===== SOURCE EXTRACT

At the university address Jan. 29, University President Michael Lovell announced an $8 million gift to “grow the pipeline of mental health providers in Wisconsin.”
The recent gift, which came from an anonymous donor, will endow scholarships to help Marquette graduate students who are in mental health fields, create a fund to support a distinguished professor in the psychiatric field and “fund doctoral student training and graduate fellowships in mental health.”
“The Graduate School is grateful to the anonymous donor who made this important gift possible,” Doug Woods, dean of the graduate school, said in an email. “As a university, we have a responsibility to help train the next generation of mental health professionals.”
Woods said the gift was important because it’s in a field that has the greatest need.
“There is a growing shortage of mental health care providers in the United States at a time when we’re also seeing an increase in the number of individuals who need support and treatment,” Woods said.
He said he believes that as a Catholic, Jesuit Institution, Marquette is put in a position to “address this important health care issue.”

==========
===== MATERIAL PROVIDED

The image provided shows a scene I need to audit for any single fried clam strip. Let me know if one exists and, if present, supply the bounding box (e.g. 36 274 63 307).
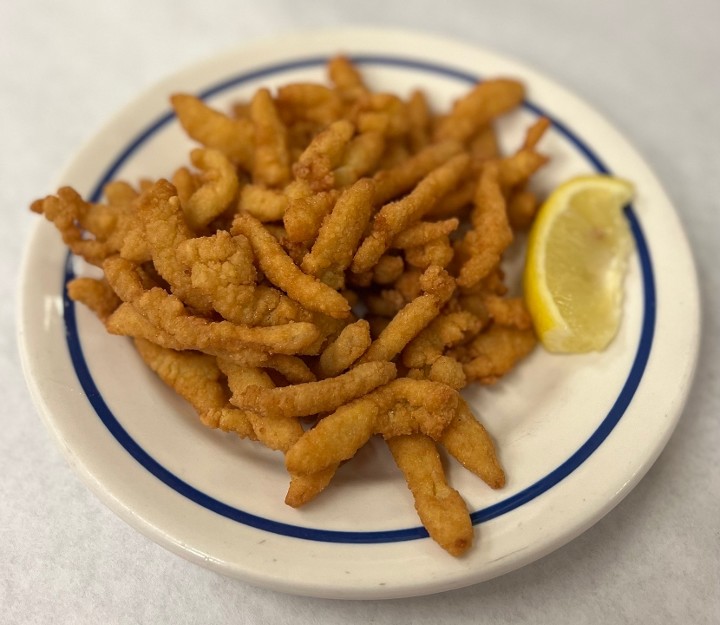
373 141 463 204
238 184 288 223
457 324 537 384
250 89 290 187
358 267 455 363
103 256 320 354
218 358 337 508
170 94 254 171
182 148 240 231
302 179 374 277
439 397 505 488
283 120 355 242
177 230 311 326
403 311 483 367
134 338 256 440
458 162 513 288
285 378 458 474
392 217 460 249
387 434 473 556
317 319 372 378
232 213 350 319
333 130 385 189
138 180 212 312
351 154 470 273
232 362 397 417
30 187 116 265
218 358 303 452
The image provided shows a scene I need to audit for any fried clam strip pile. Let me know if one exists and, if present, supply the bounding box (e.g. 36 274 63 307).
32 57 548 555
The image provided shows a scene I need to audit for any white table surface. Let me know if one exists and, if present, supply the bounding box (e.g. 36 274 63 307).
0 0 720 625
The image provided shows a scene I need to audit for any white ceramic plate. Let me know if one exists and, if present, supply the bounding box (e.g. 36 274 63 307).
20 30 699 598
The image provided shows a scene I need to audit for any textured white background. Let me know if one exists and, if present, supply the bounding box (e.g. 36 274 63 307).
0 0 720 625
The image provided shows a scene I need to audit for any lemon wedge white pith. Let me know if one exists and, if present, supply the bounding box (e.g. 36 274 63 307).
523 175 633 353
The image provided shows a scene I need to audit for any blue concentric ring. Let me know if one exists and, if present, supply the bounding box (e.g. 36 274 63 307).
63 55 656 543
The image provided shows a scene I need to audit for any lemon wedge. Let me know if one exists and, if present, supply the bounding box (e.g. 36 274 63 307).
523 175 633 353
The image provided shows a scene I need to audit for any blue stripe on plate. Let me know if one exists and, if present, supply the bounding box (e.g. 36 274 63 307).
63 55 656 543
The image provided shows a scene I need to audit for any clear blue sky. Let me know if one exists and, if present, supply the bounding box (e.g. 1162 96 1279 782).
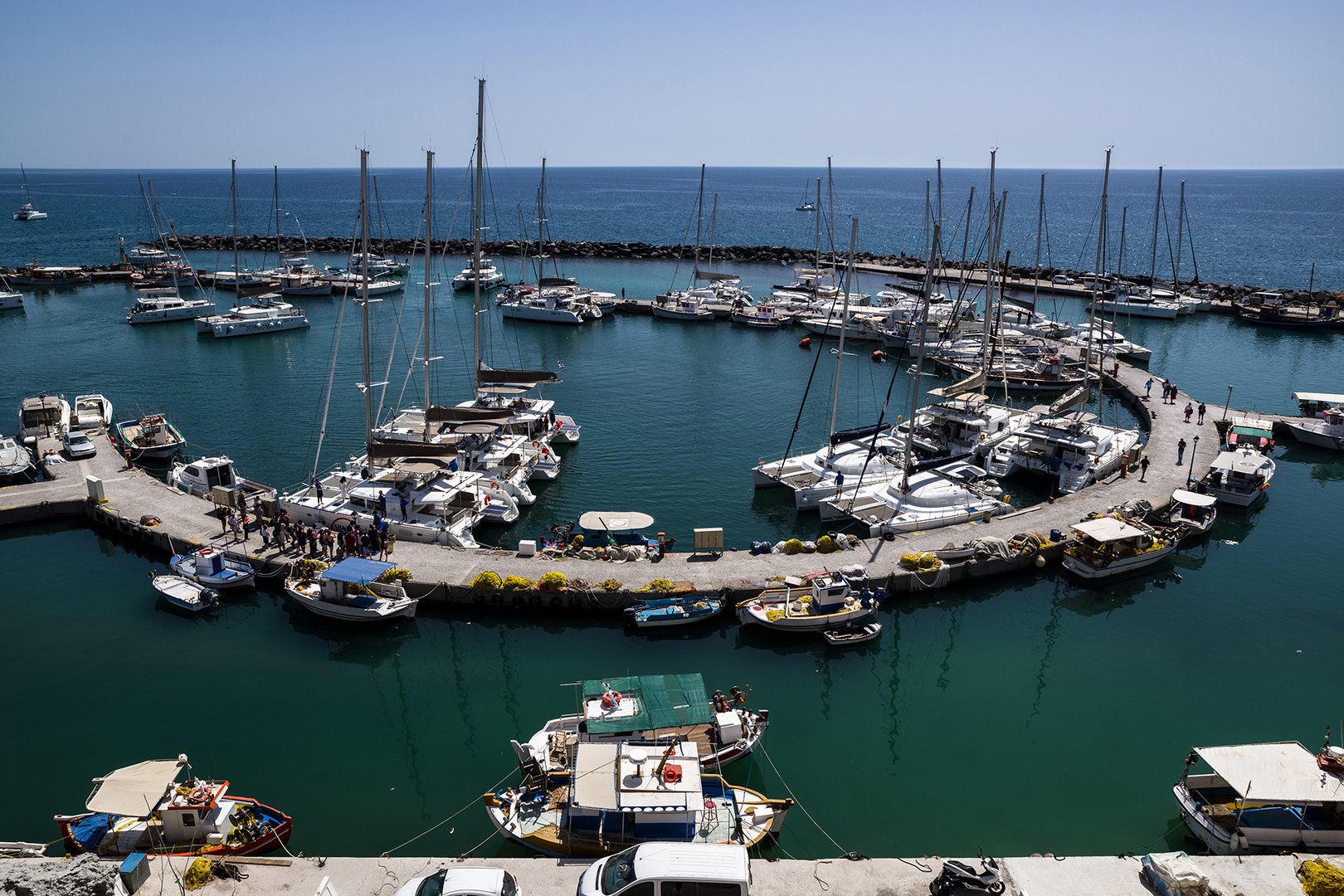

==========

## [REQUIREMENT 1]
List the three things the gift will fund, according to the article on the mental health gift.
## [REQUIREMENT 2]
In the records, starting at the line containing "any white table" and ending at the line containing "20 30 699 598", change "audit" to "inspect" and give those lines again with nothing else altered.
The records and the article on the mental health gift come from unrelated sources.

## [CORRECT RESULT 1]
- Scholarships for Marquette graduate students in mental health fields
- A fund to support a distinguished professor in the psychiatric field
- Doctoral student training and graduate fellowships in mental health

## [CORRECT RESULT 2]
The image provided shows a scene I need to inspect for any white table surface. Let me know if one exists and, if present, supply the bounding box (e.g. 36 274 63 307).
0 0 720 625
The image provided shows a scene I need to inspect for any white ceramic plate. Let me know if one exists and, if present, supply the bounding box (e.g. 36 274 63 307).
20 30 699 598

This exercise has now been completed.